#### DATASET RECORDS:
########################################
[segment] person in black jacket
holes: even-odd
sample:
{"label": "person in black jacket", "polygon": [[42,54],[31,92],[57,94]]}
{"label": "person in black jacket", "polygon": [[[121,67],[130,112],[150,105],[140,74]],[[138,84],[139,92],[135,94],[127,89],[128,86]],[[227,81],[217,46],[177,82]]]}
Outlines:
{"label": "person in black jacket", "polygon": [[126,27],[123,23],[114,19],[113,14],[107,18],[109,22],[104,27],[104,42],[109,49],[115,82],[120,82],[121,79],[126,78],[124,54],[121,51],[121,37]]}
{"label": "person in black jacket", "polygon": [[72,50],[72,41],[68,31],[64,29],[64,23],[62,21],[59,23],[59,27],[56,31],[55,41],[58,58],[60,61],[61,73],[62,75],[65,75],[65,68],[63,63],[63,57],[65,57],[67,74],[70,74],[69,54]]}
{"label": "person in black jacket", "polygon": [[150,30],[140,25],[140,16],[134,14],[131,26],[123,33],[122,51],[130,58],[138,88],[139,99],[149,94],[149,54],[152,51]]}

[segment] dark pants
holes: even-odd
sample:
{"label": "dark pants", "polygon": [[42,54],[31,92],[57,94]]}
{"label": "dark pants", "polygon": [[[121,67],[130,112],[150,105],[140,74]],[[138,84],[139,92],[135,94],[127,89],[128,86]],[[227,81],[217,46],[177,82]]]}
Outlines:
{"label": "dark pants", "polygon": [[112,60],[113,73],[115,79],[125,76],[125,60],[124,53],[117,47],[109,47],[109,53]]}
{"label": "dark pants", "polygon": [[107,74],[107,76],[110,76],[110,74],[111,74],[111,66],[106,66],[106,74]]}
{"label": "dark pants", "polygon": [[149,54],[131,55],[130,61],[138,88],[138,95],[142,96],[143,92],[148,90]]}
########################################
#### WHAT THIS TASK INVOLVES:
Print every line of the records above again, word for word and unchanged.

#### FINISHED TASK:
[segment] person in black jacket
holes: even-odd
sample:
{"label": "person in black jacket", "polygon": [[42,54],[31,92],[57,94]]}
{"label": "person in black jacket", "polygon": [[[121,67],[130,112],[150,105],[140,74]],[[138,84],[139,92],[135,94],[127,89],[128,86]],[[227,81],[217,46],[177,82]]]}
Outlines:
{"label": "person in black jacket", "polygon": [[126,27],[123,23],[114,19],[113,14],[107,18],[109,22],[104,27],[104,42],[109,49],[115,82],[120,82],[121,79],[126,78],[124,54],[121,51],[121,37]]}
{"label": "person in black jacket", "polygon": [[72,50],[72,41],[68,31],[64,29],[64,23],[62,21],[59,23],[59,27],[56,31],[55,41],[58,58],[60,61],[61,73],[62,75],[65,75],[65,68],[63,63],[63,57],[65,57],[67,74],[70,74],[69,54]]}
{"label": "person in black jacket", "polygon": [[150,30],[140,25],[140,16],[134,14],[131,26],[123,33],[122,51],[130,58],[138,88],[139,99],[149,94],[149,54],[152,51]]}

[segment] dark pants
holes: even-odd
sample:
{"label": "dark pants", "polygon": [[42,54],[31,92],[57,94]]}
{"label": "dark pants", "polygon": [[[121,67],[130,112],[150,105],[140,74]],[[138,84],[139,92],[135,94],[127,89],[128,86]],[[227,81],[217,46],[177,82]]]}
Outlines:
{"label": "dark pants", "polygon": [[112,60],[113,73],[115,79],[125,76],[125,60],[124,53],[117,47],[109,47],[109,53]]}
{"label": "dark pants", "polygon": [[107,74],[107,76],[110,76],[110,74],[111,74],[111,66],[106,66],[106,74]]}
{"label": "dark pants", "polygon": [[149,54],[131,55],[130,61],[138,88],[138,95],[142,96],[143,92],[148,90]]}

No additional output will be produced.